• _QUESTIONS ON THE MATERIAL_
1. Using the dementia article, decide whether each statement agrees with it, answering yes or no and quoting the exact words that decide it. (a) The study participants were between 50 and 79 years old. (b) The research team was based at a university in New Zealand. (c) Participants had to complete a course lasting two years.
2. Please sum up the dementia article in two sentences.
3. Carry the dementia article forward from its final sentence.

Dementia is one of the things that is often associated with a senior person displaying decreased mental activity. But recently, a new study suggests that going back to school will lessen the risk of having dementia.

According to the research, taking college courses can help the seniors improve their brain functions such as memorizing, planning and decision making. The head of the research team Miss Megan Lenehan at the University of Tasmania in Australia stated in a press release that the study they did is amusing since it just proves that there's no wrong time in maximizing the memory ability of one's brain. She also said that they're going to follow the participants as they take on the college lessons and observe them for any possible indications of dementia. They are also hoping that by doing so, they will be able to remove or reduce its damages at least.

The research study, which is now published in the journal called "Neuropsychologystarted with more than 350 participants that have no dementia. The study subjects whose ages range from 50 to 79, then took various tests that had something to do with their thinking and memory. After that, they are required to complete a 1 year full-time or part-time course work at the University of Tasmania. The research team did further studies on older participants and will make annual evaluations on them for the next 3 years.

• _DATA EXTRACTS_

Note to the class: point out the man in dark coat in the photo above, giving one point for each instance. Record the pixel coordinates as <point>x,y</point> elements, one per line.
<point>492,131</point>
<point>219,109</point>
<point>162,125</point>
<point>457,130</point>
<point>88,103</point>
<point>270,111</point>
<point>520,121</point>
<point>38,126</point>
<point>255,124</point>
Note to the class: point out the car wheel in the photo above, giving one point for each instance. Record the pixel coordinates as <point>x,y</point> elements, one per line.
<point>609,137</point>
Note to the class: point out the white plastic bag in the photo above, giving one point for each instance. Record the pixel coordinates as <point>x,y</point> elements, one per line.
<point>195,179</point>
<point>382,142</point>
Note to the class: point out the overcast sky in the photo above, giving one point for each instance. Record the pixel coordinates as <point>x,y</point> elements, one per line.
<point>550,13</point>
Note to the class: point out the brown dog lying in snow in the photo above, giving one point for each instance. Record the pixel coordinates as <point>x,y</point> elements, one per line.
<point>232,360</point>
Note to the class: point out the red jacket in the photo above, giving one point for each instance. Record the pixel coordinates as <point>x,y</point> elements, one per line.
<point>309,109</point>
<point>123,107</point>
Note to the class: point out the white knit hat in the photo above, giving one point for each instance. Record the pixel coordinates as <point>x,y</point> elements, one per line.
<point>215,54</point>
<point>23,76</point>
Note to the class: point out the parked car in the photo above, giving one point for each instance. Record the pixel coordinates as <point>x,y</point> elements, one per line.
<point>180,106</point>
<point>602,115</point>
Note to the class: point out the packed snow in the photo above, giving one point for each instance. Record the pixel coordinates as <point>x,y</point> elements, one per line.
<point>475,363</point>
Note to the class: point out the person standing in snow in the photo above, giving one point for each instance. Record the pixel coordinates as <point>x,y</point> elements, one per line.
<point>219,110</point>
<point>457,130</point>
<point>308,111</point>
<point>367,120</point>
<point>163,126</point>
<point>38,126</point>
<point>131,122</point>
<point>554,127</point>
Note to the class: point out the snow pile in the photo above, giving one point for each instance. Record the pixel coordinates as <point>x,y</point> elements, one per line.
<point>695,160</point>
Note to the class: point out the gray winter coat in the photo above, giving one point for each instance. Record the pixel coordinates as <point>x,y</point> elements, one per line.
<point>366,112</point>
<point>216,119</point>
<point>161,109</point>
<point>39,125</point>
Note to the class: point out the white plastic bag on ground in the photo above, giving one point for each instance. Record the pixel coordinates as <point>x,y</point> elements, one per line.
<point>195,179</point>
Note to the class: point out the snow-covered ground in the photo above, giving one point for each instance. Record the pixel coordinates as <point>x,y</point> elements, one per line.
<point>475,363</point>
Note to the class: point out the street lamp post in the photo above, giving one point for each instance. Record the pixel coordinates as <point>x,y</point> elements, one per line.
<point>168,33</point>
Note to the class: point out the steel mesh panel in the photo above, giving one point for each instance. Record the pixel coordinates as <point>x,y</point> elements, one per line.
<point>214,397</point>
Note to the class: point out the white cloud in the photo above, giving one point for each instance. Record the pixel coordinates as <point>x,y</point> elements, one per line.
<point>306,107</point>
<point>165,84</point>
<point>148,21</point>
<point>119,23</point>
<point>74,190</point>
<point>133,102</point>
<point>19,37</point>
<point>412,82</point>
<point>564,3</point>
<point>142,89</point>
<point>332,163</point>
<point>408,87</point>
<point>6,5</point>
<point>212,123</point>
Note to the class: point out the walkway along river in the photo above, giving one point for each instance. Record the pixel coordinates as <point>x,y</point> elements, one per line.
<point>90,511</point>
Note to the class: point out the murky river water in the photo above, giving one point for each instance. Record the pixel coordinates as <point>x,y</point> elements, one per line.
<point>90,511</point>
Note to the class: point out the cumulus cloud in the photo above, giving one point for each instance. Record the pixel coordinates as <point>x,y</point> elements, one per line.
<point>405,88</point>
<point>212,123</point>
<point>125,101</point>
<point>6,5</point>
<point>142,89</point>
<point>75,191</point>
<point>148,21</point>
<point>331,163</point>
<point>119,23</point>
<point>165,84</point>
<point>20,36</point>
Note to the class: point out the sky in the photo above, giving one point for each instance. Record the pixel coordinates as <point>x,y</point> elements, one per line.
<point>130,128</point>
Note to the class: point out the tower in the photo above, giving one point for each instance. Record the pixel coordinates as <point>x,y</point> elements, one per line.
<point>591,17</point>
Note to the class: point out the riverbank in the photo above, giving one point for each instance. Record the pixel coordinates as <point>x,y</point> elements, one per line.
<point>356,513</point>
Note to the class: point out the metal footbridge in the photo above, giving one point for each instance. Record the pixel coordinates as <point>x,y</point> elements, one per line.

• _TASK ANSWERS_
1.
(a) Yes: "whose ages range from 50 to 79"
(b) No: "at the University of Tasmania in Australia"
(c) No: "complete a 1 year full-time or part-time course work"

2. A new study suggests that seniors who take college courses may lower their risk of dementia by improving brain functions such as memorizing, planning and decision making. More than 350 participants aged 50 to 79 without dementia took thinking and memory tests, then completed a year of coursework at the University of Tasmania, and the team will evaluate them annually for the next three years.

3.
After the study, the research team found out that at least 92 percent of the people who took up college courses experienced a boost in brain areas such as memory and decision-making. Meanwhile, 56 percent of the participants who are in a control group also increased their mental activity. However, the researchers found out that the remaining 8 percent of the participants who took up college courses remained on the same level, unlike the other 44 percent of the control group. 

Miss Lenahan also commented that there's a huge possibility that any sort of activity that has something to do with brain stimulation such as educational classes or social interaction can help the seniors enhance their cognitive capacity, thus preventing dementia to corrupt them.